- [Extrait source]:
_ _ _

Le data center le plus vert du monde

En Norvège, un ancien entrepôt de munitions de l'Otan a été reconverti en centre de données ultra-sécurisé et écologique, grâce à l'eau du fjord refroidissant les salles de serveurs informatiques. Un lieu hors normes, qui sert de vitrine technologique à Schneider Electric.
Delphine Cuny
Véritable bunker creusé dans la montagne, ultrasécurisé, le site de l’île de Rennesoy abrite un méga-data center conçu par les équipes de Schneider Electric.

Depuis le port cossu de Stavanger, au sud-ouest de la Norvège, il faut plonger à 220 mètres sous la mer du Nord et emprunter deux tunnels sous-marins longs de 5 km pour rejoindre l'île de Rennesoy (3.000 habitants), puis sillonner de petites routes de montagne escarpées, bordées de prairies verdoyantes où paissent tranquillement vaches et moutons, avant d'arriver devant une grande grille verte surmontée de caméras, barrant l'accès depuis la route et la mer. Seuls de rares visiteurs dûment inscrits à l'avance sont autorisés à franchir ce premier obstacle. Invisible des touristes visitant le fjord en bateau de croisière, une petite ouverture dans la roche dissimule l'entrée ultra-sécurisée d'un véritable bunker creusé dans la montagne : sas individuel à vérification biométrique et contrôle de poids pour le personnel, porte blindée coulissante de 40 cm d'épaisseur pour les autres. C'est un ancien entrepôt de munitions de l'Otan construit en

1964, à l'épreuve des attaques nucléaires, où étaient stockées mines et torpilles des forces alliées. Sous 200 m de granit, ce sont désormais des paquets de données, des communications ou des transactions financières qui circulent virtuellement : ce dédale de galeries abrite aujourd'hui «le data center le plus écologique du monde». C'est du moins le titre revendiqué par son propriétaire, Green Mountain, filiale de la holding familiale norvégienne Smedvig (1,2 milliard d'euros d'actifs sous gestion).

« C'est certainement l'un des centres de données les plus "green" au monde à ce jour», nuancent à peine les équipes de Schneider Electric.

Le groupe français a conçu l'ensemble des infrastructures énergétiques - refroidissement, électricité, baies climatisées - de ce site hors du commun, qui lui sert de vitrine technologique. Les data centers ont généralement plutôt l'image de bâtiments énergivores : en France, ils sont responsables de près de 10% de la consommation totale d'électricité par an.

_ _ _

- [Objectif 1]:
Répondez à ces questions sur le data center norvégien à partir de l'extrait source :
(a) Quelle est l'épaisseur de la porte blindée coulissante ?
(b) Quel est le nom du propriétaire du site, et de quelle holding est-il la filiale ?
(c) En France, quelle part de la consommation totale d'électricité par an est imputée aux data centers ?

_ _ _

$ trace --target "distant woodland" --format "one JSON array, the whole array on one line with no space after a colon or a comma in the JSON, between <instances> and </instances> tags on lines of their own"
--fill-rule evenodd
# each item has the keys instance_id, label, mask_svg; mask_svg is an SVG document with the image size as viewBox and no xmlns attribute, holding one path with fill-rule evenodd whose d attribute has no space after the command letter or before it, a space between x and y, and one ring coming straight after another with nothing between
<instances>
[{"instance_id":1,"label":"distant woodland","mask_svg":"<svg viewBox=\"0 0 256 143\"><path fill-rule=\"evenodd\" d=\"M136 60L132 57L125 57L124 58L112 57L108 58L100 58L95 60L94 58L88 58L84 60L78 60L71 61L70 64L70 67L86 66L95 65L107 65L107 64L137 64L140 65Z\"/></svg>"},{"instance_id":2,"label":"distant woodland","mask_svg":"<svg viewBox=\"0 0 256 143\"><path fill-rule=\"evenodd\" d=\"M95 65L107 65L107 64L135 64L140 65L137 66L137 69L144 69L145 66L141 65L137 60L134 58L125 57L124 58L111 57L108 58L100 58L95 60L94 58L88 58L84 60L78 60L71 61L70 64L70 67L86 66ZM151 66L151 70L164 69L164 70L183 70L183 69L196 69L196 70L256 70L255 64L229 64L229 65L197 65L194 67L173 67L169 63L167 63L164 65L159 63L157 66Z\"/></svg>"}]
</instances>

_ _ _

- [Objectif 2]: Renvoyez toutes les lignes des entrées qui contiennent la chaîne "instances", en tenant compte de la casse.

- [Réponse rédigée 1]:
(a) La porte blindée coulissante fait 40 cm d'épaisseur.
(b) Le propriétaire est Green Mountain, filiale de la holding familiale norvégienne Smedvig.
(c) Les data centers sont responsables de près de 10 % de la consommation totale d'électricité par an en France.

- [Réponse rédigée 2]:
$ trace --target "distant woodland" --format "one JSON array, the whole array on one line with no space after a colon or a comma in the JSON, between <instances> and </instances> tags on lines of their own"
<instances>
</instances>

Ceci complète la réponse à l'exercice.